Referring expression grounding data
■ ■ ■ ■ ■

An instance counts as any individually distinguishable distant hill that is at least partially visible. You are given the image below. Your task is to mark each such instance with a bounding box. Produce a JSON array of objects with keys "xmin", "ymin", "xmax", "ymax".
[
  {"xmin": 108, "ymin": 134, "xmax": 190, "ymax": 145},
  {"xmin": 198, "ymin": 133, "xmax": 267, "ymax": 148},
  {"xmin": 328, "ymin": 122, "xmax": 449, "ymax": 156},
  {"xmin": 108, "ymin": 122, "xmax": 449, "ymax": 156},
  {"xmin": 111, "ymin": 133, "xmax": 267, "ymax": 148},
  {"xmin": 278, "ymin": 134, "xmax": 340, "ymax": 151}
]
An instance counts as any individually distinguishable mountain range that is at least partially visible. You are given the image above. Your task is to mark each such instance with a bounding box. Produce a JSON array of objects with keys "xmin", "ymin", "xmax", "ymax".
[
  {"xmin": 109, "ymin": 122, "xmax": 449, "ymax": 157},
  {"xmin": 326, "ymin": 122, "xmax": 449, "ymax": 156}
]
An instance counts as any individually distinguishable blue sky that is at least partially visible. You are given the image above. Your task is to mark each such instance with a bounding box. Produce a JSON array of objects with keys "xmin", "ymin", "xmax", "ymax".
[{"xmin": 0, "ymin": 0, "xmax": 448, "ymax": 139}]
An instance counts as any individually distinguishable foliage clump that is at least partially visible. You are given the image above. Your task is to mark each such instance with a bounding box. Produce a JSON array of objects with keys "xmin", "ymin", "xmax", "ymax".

■ ■ ■ ■ ■

WHAT THE TASK ASKS
Give back every entry exactly, with nothing left out.

OUTPUT FOR THIS TASK
An instance counts as any individually distinguishable distant hill that is at least partially visible. You are given the image below. Your task is to mark each such instance with a bounding box. Produce a JSON array of objects with keys "xmin", "ymin", "xmax", "ymax".
[
  {"xmin": 108, "ymin": 134, "xmax": 190, "ymax": 145},
  {"xmin": 198, "ymin": 133, "xmax": 267, "ymax": 148},
  {"xmin": 328, "ymin": 122, "xmax": 449, "ymax": 156},
  {"xmin": 108, "ymin": 122, "xmax": 449, "ymax": 156},
  {"xmin": 111, "ymin": 133, "xmax": 267, "ymax": 148},
  {"xmin": 278, "ymin": 134, "xmax": 340, "ymax": 151}
]
An instance counts as any individually distinguishable mountain range that is at least partially visible. You are given the image above. Your task is to mark each such instance with a bounding box. Produce a JSON array of objects with keys "xmin", "ymin", "xmax", "ymax".
[
  {"xmin": 109, "ymin": 122, "xmax": 449, "ymax": 157},
  {"xmin": 326, "ymin": 122, "xmax": 449, "ymax": 156}
]
An instance counts as any individually distinguishable blue sky that is at least partially visible. You are given the image above. Your task is to mark each such instance with a bounding box. Produce a JSON array of objects with keys "xmin", "ymin", "xmax", "ymax".
[{"xmin": 0, "ymin": 0, "xmax": 448, "ymax": 139}]
An instance counts as any individually distinguishable foliage clump that is at least partially visible. You are given the image above. Your task is to mark each such instance with a bounding box. Produce a JSON array of objects with keys "xmin", "ymin", "xmax", "ymax".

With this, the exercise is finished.